---------- Records for processing ----------

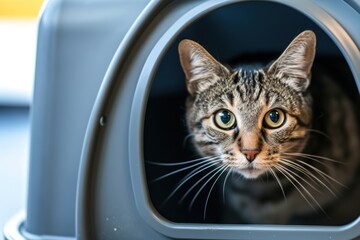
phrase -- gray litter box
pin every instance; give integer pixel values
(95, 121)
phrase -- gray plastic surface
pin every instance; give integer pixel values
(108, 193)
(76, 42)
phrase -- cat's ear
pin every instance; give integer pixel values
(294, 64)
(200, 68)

----------
---------- Records for processing ----------

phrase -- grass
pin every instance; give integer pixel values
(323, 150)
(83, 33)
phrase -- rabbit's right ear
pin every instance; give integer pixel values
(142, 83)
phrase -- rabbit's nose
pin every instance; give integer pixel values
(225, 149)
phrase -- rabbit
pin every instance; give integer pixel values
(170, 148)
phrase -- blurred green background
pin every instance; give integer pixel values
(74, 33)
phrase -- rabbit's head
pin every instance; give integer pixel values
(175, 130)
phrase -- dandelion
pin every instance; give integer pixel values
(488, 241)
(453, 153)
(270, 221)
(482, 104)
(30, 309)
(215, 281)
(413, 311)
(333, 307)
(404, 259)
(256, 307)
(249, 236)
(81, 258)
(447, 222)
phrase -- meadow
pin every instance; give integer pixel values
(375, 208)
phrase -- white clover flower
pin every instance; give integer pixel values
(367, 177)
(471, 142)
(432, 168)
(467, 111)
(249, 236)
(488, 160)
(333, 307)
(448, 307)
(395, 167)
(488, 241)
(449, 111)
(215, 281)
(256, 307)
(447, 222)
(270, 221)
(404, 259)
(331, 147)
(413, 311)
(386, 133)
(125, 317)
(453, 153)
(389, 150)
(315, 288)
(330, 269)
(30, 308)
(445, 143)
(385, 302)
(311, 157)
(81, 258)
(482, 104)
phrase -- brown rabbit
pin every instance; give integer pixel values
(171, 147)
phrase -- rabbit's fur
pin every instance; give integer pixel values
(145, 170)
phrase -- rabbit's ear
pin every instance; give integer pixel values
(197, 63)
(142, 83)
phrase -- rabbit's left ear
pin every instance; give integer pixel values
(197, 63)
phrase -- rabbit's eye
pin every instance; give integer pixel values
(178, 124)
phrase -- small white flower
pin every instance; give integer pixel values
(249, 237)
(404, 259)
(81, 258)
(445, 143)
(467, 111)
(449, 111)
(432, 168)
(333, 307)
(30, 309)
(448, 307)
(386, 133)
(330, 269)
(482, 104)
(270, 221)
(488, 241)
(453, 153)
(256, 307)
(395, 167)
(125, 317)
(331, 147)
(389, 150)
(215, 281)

----------

What is asked
From the rows above, extract every line that contains the word "rabbit", and reproduce each such line in full.

Full answer
phrase -- rabbit's right ear
phrase -- rabbit's nose
phrase -- rabbit
phrase -- rabbit's head
phrase -- brown rabbit
phrase -- rabbit's fur
phrase -- rabbit's ear
phrase -- rabbit's left ear
phrase -- rabbit's eye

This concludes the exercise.